### Supplied records
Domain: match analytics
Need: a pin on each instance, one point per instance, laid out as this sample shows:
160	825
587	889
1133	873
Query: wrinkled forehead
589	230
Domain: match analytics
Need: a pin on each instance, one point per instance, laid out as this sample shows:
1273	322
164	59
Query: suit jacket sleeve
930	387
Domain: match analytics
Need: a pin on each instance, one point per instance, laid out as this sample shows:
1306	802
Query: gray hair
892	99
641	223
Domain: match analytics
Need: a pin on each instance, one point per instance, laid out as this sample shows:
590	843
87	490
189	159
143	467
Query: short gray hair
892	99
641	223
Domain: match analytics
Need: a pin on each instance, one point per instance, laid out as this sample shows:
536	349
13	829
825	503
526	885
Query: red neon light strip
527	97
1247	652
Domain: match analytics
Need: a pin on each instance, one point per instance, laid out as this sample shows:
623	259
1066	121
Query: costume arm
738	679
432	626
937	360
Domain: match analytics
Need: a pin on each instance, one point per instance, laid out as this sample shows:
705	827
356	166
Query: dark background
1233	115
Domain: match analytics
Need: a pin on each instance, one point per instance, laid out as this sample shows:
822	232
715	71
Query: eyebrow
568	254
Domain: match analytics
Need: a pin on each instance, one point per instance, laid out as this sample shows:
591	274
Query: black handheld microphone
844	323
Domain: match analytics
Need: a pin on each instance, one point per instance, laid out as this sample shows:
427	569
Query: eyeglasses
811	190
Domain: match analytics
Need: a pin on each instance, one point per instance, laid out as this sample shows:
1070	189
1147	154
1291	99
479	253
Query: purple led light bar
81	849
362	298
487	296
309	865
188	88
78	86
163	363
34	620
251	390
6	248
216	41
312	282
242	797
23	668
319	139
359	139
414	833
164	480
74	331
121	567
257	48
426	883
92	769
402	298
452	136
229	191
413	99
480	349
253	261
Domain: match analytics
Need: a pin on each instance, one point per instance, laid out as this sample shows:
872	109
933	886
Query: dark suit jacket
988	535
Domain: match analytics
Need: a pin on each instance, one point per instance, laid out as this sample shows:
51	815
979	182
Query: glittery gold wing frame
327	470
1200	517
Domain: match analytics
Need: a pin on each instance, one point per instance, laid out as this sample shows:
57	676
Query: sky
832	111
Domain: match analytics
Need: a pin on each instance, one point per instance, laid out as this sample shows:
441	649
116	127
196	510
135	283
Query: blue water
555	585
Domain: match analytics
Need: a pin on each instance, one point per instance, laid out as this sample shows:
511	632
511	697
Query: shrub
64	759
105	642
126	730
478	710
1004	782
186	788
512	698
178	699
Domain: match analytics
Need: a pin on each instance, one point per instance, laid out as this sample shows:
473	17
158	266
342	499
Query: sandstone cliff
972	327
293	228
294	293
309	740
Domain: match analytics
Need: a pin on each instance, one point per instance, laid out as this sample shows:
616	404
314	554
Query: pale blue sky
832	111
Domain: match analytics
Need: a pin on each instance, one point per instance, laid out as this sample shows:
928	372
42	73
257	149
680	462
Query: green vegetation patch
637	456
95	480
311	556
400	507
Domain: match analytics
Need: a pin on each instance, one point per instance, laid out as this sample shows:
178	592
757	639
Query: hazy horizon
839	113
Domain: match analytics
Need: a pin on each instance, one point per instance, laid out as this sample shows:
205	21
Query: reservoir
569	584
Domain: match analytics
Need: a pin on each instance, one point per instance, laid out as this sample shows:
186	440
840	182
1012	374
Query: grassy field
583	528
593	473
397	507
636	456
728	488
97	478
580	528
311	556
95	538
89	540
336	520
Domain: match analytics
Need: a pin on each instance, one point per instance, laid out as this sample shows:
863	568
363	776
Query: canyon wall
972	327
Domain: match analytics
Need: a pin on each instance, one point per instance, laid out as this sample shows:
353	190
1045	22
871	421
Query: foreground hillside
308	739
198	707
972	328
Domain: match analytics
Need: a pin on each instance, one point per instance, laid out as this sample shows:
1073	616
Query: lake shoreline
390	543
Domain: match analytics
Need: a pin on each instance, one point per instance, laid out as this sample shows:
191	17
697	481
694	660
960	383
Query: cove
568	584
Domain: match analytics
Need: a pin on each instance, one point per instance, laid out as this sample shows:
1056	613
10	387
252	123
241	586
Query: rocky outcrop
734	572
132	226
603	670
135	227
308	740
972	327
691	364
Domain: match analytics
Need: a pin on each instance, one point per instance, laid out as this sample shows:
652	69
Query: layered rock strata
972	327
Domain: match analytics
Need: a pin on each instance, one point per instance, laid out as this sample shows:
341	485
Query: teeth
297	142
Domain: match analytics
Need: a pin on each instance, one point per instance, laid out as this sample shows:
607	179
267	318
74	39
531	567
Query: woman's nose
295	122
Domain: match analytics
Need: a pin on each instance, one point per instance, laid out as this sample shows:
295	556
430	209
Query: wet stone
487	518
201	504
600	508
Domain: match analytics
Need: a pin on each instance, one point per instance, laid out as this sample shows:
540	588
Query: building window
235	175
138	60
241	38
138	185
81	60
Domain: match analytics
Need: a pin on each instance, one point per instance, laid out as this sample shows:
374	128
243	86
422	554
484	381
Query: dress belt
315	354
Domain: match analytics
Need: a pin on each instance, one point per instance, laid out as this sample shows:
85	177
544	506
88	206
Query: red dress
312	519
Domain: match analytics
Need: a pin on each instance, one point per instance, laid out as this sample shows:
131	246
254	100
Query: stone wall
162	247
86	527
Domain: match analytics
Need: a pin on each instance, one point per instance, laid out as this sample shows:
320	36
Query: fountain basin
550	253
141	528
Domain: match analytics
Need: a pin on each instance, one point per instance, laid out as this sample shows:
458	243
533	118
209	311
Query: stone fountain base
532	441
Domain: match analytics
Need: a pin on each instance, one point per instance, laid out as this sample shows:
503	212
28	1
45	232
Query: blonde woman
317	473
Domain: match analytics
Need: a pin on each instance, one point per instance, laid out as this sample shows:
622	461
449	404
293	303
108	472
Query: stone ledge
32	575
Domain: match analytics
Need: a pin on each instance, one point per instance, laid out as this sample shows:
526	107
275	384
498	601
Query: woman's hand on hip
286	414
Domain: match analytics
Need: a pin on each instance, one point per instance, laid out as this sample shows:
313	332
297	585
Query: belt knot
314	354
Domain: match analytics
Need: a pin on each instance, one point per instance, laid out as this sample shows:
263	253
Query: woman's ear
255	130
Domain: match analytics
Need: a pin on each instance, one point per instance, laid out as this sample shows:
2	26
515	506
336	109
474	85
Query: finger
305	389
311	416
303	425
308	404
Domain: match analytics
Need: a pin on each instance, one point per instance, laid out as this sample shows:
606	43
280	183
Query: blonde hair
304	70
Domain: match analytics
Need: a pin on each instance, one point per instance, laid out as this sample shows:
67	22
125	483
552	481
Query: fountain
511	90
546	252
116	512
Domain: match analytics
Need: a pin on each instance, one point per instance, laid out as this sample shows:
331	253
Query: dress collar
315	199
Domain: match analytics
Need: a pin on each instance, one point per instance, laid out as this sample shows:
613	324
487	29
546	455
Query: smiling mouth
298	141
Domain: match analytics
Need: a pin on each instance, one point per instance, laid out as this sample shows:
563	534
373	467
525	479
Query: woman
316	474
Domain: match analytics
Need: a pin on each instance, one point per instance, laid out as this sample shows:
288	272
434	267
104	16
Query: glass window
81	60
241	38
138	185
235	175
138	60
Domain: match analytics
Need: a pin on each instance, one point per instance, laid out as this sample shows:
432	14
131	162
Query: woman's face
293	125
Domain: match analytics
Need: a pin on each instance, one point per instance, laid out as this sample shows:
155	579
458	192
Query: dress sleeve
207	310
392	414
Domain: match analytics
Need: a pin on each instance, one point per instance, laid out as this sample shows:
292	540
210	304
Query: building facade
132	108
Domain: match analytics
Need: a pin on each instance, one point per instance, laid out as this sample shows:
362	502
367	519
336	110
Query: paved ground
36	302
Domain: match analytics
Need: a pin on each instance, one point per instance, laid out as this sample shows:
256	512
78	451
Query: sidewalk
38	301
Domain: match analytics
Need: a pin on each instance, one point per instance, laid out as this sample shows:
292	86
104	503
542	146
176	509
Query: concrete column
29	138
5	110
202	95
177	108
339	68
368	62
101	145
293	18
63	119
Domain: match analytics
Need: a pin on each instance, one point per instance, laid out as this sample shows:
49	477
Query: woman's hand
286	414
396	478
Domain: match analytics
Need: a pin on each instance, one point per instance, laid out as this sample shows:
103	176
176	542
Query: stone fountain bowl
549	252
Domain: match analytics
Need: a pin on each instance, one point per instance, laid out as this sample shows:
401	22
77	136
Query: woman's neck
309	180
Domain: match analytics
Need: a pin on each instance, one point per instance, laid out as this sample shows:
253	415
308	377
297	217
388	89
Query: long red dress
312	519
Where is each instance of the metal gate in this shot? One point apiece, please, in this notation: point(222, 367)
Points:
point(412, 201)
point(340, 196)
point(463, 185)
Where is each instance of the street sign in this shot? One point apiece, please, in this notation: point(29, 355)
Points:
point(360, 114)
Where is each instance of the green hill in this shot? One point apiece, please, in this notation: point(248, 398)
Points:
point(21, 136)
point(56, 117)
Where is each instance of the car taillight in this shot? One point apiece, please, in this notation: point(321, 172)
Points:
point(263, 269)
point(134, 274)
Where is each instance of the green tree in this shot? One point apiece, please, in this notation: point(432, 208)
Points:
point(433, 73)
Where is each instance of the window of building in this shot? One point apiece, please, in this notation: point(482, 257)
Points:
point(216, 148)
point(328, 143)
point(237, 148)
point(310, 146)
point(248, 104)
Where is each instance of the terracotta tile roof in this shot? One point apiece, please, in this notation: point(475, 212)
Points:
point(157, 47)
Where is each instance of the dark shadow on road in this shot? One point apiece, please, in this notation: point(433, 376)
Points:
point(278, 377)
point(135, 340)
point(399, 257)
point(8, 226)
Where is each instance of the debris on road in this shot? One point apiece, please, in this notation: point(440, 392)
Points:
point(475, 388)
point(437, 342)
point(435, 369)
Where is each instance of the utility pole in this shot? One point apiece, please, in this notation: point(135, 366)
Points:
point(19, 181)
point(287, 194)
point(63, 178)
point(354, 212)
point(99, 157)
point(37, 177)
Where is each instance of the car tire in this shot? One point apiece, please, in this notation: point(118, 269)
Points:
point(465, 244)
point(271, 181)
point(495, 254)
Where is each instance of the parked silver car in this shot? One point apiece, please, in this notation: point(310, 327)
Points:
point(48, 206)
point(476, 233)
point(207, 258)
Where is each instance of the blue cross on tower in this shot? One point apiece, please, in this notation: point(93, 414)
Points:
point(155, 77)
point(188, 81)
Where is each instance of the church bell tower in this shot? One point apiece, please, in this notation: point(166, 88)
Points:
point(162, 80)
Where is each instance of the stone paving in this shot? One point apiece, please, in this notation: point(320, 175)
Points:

### Action item
The only reply wanted is the number of lines in the records above containing the word "tower".

### Task solution
2